*** Material provided ***

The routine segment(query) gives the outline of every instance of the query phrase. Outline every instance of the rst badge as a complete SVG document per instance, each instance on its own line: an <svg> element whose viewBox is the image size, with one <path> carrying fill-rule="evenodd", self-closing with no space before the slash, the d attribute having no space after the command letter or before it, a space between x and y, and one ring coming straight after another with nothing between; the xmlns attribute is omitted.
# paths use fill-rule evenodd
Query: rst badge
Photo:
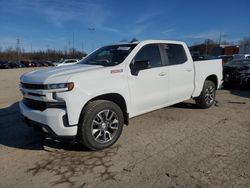
<svg viewBox="0 0 250 188"><path fill-rule="evenodd" d="M121 72L123 72L123 69L114 69L110 71L111 74L121 73Z"/></svg>

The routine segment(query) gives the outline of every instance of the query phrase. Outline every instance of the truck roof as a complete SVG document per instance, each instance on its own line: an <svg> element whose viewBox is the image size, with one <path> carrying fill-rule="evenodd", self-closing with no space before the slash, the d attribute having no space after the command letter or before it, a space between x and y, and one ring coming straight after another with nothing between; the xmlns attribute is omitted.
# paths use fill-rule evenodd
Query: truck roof
<svg viewBox="0 0 250 188"><path fill-rule="evenodd" d="M177 41L177 40L138 40L138 41L132 41L132 42L120 42L120 43L115 43L113 45L118 45L118 44L139 44L139 43L145 43L145 44L150 44L150 43L174 43L174 44L185 44L182 41Z"/></svg>

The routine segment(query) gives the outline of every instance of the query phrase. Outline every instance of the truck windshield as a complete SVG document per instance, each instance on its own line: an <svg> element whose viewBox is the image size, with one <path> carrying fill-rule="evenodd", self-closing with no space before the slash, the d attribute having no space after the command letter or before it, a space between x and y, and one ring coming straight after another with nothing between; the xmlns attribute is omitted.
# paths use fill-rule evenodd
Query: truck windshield
<svg viewBox="0 0 250 188"><path fill-rule="evenodd" d="M93 52L80 64L115 66L124 61L137 44L121 44L104 46Z"/></svg>

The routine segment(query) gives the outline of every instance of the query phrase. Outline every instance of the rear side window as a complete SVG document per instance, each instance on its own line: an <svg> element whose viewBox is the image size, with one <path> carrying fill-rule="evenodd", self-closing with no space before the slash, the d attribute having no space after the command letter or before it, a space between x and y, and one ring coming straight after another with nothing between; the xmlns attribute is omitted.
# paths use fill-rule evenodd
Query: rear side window
<svg viewBox="0 0 250 188"><path fill-rule="evenodd" d="M150 68L161 66L161 56L157 44L144 46L135 56L135 61L149 61Z"/></svg>
<svg viewBox="0 0 250 188"><path fill-rule="evenodd" d="M164 50L168 57L169 65L179 65L187 61L187 55L180 44L165 44Z"/></svg>

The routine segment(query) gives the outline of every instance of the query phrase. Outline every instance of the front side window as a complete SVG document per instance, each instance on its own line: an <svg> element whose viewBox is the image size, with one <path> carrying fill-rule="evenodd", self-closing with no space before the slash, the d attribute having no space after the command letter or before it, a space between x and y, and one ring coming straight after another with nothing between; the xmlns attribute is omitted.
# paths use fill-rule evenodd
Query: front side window
<svg viewBox="0 0 250 188"><path fill-rule="evenodd" d="M179 65L187 61L186 52L180 44L165 44L164 50L168 57L169 65Z"/></svg>
<svg viewBox="0 0 250 188"><path fill-rule="evenodd" d="M104 46L93 52L80 64L115 66L122 63L137 44L121 44Z"/></svg>
<svg viewBox="0 0 250 188"><path fill-rule="evenodd" d="M161 56L157 44L144 46L135 56L134 61L148 61L149 68L161 66Z"/></svg>

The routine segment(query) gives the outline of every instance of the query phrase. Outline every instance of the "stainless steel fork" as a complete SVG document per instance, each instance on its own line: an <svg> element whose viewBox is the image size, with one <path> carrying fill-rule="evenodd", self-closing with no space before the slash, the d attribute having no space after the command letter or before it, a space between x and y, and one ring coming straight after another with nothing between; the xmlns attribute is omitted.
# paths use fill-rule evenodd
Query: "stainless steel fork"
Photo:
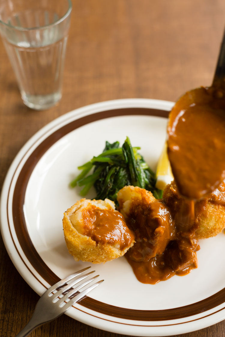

***

Reproduce each of the items above word for word, from the first through the last. Omit the pictures from your copy.

The routine segment(query) gives the outline of every instance of the query phrase. Outline every instance of the rst badge as a complete SVG document per instance, each instance on its own line: an <svg> element whose viewBox is the image size, with one <path> carrying fill-rule="evenodd", self-closing with no space before the slash, the d attribute having no space after the command letter or before it, a space between x and y, and one ring coming straight after another with nothing between; the xmlns attribute is omitted.
# paths use fill-rule evenodd
Query: rst badge
Photo:
<svg viewBox="0 0 250 188"><path fill-rule="evenodd" d="M121 72L123 72L123 69L114 69L110 71L111 74L121 73Z"/></svg>

The routine segment(query) gives the outline of every instance of the query phrase. Outline every instance of the truck roof as a complete SVG document per instance, each instance on its own line: an <svg> element whose viewBox is the image size, with one <path> carrying fill-rule="evenodd", self-closing with no space before the slash, the d attribute having no space after the command letter or before it, a space between x and y, and one ring coming straight after another with nothing between; the xmlns attribute is omitted.
# paths use fill-rule evenodd
Query: truck roof
<svg viewBox="0 0 250 188"><path fill-rule="evenodd" d="M177 41L177 40L138 40L138 41L132 41L132 42L120 42L120 43L115 43L113 45L118 45L118 44L139 44L139 43L145 43L145 44L150 44L150 43L174 43L174 44L185 44L182 41Z"/></svg>

The routine segment(query) gives the outline of every instance of the query phrase. Outline every instance of the truck windshield as a complete SVG document per instance, each instance on its own line: an <svg> element whose viewBox is the image size, with one <path> carrying fill-rule="evenodd", self-closing with no space before the slash, the d attribute having no space after the command letter or before it, a space between x and y, and one ring coming straight after another with nothing between; the xmlns attribute is omitted.
# paths use fill-rule evenodd
Query: truck windshield
<svg viewBox="0 0 250 188"><path fill-rule="evenodd" d="M93 52L80 64L115 66L124 61L137 44L121 44L104 46Z"/></svg>

The routine segment(query) gives the outline of every instance of the query phrase. Outline every instance of the rear side window as a complete SVG document per instance, each instance on its own line: an <svg> element whose viewBox is the image size, with one <path> carrying fill-rule="evenodd", self-closing with no space before the slash, the d attribute having no space after the command letter or before it, a space between x and y, and one ring coming straight after another with nothing between; the xmlns attribute is omitted.
# paths use fill-rule evenodd
Query: rear side window
<svg viewBox="0 0 250 188"><path fill-rule="evenodd" d="M150 68L161 66L161 56L157 44L144 46L135 56L135 61L149 61Z"/></svg>
<svg viewBox="0 0 250 188"><path fill-rule="evenodd" d="M164 50L168 57L169 65L179 65L187 61L187 55L180 44L165 44Z"/></svg>

The routine segment(query) gives the outline of every instance of the query phrase. Outline every instance of the front side window as a complete SVG document per instance, each instance on its own line: an <svg> element whose viewBox is the image size, with one <path> carrying fill-rule="evenodd", self-closing with no space before the slash, the d attribute having no space after the command letter or before it, a space between x and y, and one ring coming straight after another with nothing between; the xmlns attribute is omitted.
# paths use fill-rule evenodd
Query: front side window
<svg viewBox="0 0 250 188"><path fill-rule="evenodd" d="M179 65L187 61L186 52L180 44L165 44L164 50L168 57L169 65Z"/></svg>
<svg viewBox="0 0 250 188"><path fill-rule="evenodd" d="M104 46L93 52L80 64L115 66L122 63L137 44L121 44Z"/></svg>
<svg viewBox="0 0 250 188"><path fill-rule="evenodd" d="M161 56L157 44L144 46L135 56L134 61L148 61L149 68L161 66Z"/></svg>

The routine segment(query) gives the outline of every instance of the query phrase. Outline every instance of the "stainless steel fork" as a complete SVG document per instance, each instance on its own line: an <svg> element whose viewBox is the image size, with one <path> carrying fill-rule="evenodd", self-closing with no space before the slash, the d attribute having no space after the command letter or before it, a space between x and y, and one ring coming straight after another with nothing between; the xmlns attribute is omitted.
# paths use fill-rule evenodd
Query: "stainless steel fork"
Photo:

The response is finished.